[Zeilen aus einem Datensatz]

=====

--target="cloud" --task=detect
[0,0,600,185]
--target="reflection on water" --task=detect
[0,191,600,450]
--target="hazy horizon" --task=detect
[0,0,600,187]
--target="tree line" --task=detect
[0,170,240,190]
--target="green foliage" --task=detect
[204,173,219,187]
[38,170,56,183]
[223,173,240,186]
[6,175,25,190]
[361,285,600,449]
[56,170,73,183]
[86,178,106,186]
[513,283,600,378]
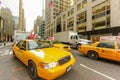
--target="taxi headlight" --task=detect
[39,62,58,69]
[70,55,73,58]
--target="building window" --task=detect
[92,0,110,29]
[68,11,70,16]
[67,18,74,31]
[76,11,87,32]
[63,14,66,19]
[71,8,74,15]
[77,3,81,11]
[82,0,87,7]
[92,0,96,2]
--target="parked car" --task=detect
[53,31,92,49]
[0,40,3,46]
[79,41,120,61]
[51,40,71,51]
[12,40,75,80]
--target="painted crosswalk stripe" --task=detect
[80,64,117,80]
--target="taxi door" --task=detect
[20,41,28,64]
[14,41,23,60]
[116,42,120,61]
[98,42,117,60]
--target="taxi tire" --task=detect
[13,51,17,59]
[87,51,99,60]
[76,44,81,50]
[28,61,38,80]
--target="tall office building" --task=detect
[34,16,42,34]
[45,0,72,37]
[46,0,120,40]
[19,0,25,31]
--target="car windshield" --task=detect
[52,41,60,44]
[78,35,86,39]
[28,41,51,50]
[117,42,120,49]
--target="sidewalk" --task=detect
[0,42,13,49]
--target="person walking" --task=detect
[3,40,6,46]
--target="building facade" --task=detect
[46,0,120,42]
[38,21,45,39]
[13,16,19,30]
[19,0,26,31]
[45,0,72,37]
[34,16,42,34]
[0,8,14,41]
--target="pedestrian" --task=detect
[3,41,6,46]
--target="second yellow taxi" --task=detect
[12,40,75,80]
[79,41,120,61]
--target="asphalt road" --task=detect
[0,47,120,80]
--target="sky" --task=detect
[1,0,44,31]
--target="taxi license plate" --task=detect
[66,66,72,72]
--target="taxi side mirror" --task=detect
[117,50,120,53]
[20,46,26,50]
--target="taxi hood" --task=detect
[30,48,72,63]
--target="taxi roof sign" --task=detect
[100,36,120,41]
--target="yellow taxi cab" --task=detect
[79,41,120,61]
[51,40,71,51]
[12,39,75,80]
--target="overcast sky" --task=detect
[1,0,44,31]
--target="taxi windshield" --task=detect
[52,41,60,44]
[28,41,51,50]
[117,42,120,50]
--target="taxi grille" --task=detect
[58,56,70,65]
[64,46,68,49]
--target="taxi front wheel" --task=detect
[13,51,17,59]
[28,61,38,80]
[88,51,98,60]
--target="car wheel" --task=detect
[88,51,98,60]
[28,61,38,80]
[76,44,81,50]
[13,51,17,59]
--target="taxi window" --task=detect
[117,42,120,49]
[97,42,114,49]
[28,41,51,50]
[16,41,23,47]
[22,41,26,50]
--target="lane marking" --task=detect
[80,64,117,80]
[9,51,13,55]
[0,50,12,56]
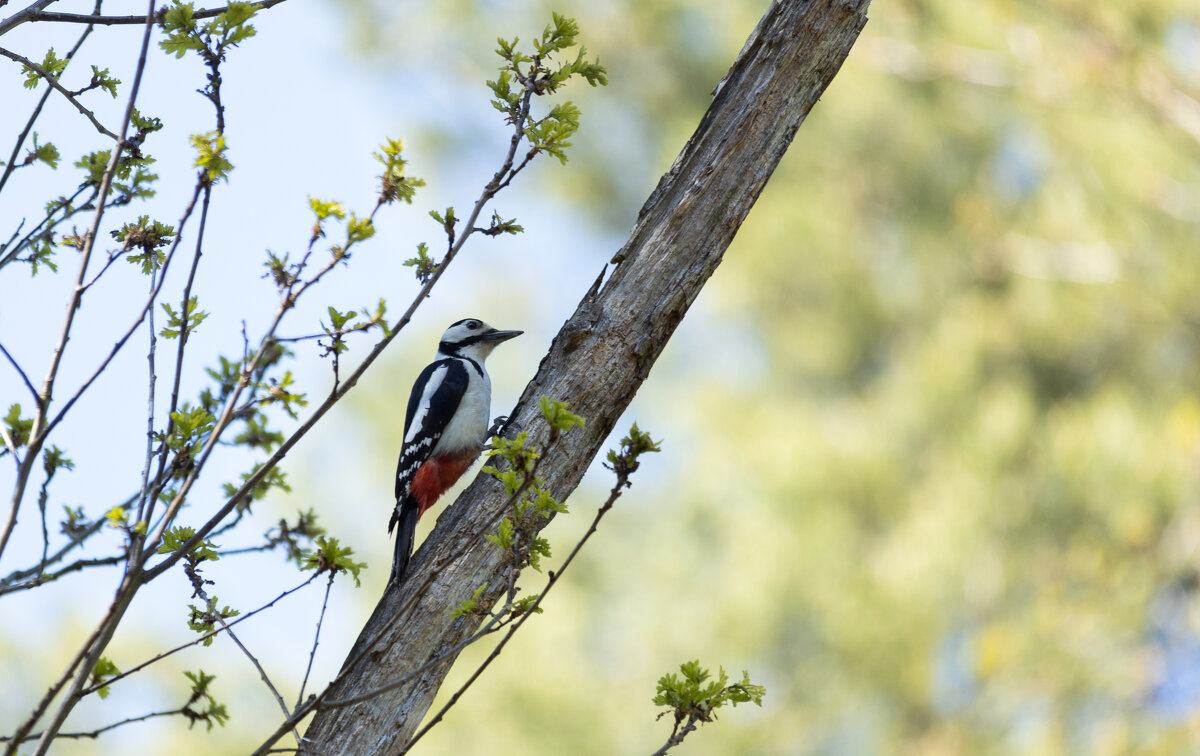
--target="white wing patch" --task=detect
[404,365,450,445]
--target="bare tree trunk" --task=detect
[306,0,869,756]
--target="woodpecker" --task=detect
[388,318,524,583]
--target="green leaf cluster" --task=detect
[300,535,367,588]
[479,210,524,236]
[23,131,62,168]
[112,215,175,275]
[482,396,586,570]
[0,402,34,457]
[91,656,121,698]
[180,670,229,731]
[158,526,221,564]
[187,597,241,646]
[264,509,325,568]
[163,402,216,468]
[88,66,121,100]
[158,295,209,340]
[20,47,70,89]
[188,131,233,184]
[158,0,257,60]
[605,422,662,485]
[74,150,158,200]
[222,465,292,508]
[404,242,439,283]
[42,444,74,480]
[372,139,425,204]
[654,660,767,722]
[487,13,608,163]
[199,342,300,470]
[322,299,391,355]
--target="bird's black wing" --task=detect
[388,359,470,584]
[389,359,470,506]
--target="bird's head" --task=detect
[438,318,524,362]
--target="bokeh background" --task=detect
[0,0,1200,755]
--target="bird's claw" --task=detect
[487,415,516,438]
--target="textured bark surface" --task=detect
[298,0,869,756]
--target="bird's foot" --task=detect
[487,415,518,439]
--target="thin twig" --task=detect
[0,553,126,595]
[0,0,55,35]
[650,714,700,756]
[0,47,119,142]
[0,707,186,743]
[0,497,136,595]
[8,0,284,34]
[0,0,156,756]
[400,473,629,754]
[0,344,37,402]
[79,580,320,696]
[134,268,158,523]
[185,562,301,745]
[296,570,336,708]
[0,0,103,198]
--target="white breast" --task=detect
[433,362,492,454]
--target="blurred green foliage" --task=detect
[347,0,1200,754]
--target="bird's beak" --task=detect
[486,331,524,344]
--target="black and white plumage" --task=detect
[388,318,523,582]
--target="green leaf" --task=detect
[0,403,34,456]
[91,66,121,100]
[404,242,442,283]
[182,672,229,730]
[300,535,367,588]
[372,139,425,204]
[188,131,233,184]
[25,131,62,168]
[91,656,121,698]
[158,295,209,338]
[158,526,221,563]
[20,47,68,89]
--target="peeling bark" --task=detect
[298,0,869,756]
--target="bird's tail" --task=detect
[388,497,420,584]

=====

### DEINE AUFGABE
Schreib alles vom Anfang des Materials bis einschließlich der Zeile mit „[92,0,96,2]“ noch einmal ab, die Zeilen mit --target unverändert und die Bilder weggelassen. Multipliziere dabei jede Zahl in den Koordinaten der Rahmen mit 0,2 und runde auf ganze Zahlen, wobei ,5 aufgerundet wird.

### ALS ANTWORT
--target="cloud" --task=detect
[0,0,120,37]
--target="reflection on water" --task=detect
[0,38,120,90]
--target="hazy horizon" --task=detect
[0,0,120,37]
--target="tree line" --task=detect
[0,34,48,38]
--target="green foliage" --task=detect
[41,35,44,37]
[8,34,11,37]
[45,35,48,37]
[1,35,5,38]
[72,57,120,90]
[11,34,15,37]
[17,36,21,37]
[103,57,120,76]
--target="taxi headlight" --task=detect
[8,12,12,14]
[14,11,15,12]
--target="building window" --task=detect
[18,0,22,6]
[14,2,14,3]
[13,4,15,6]
[15,2,17,6]
[13,3,13,4]
[14,2,15,3]
[15,1,16,2]
[16,0,17,1]
[18,0,19,0]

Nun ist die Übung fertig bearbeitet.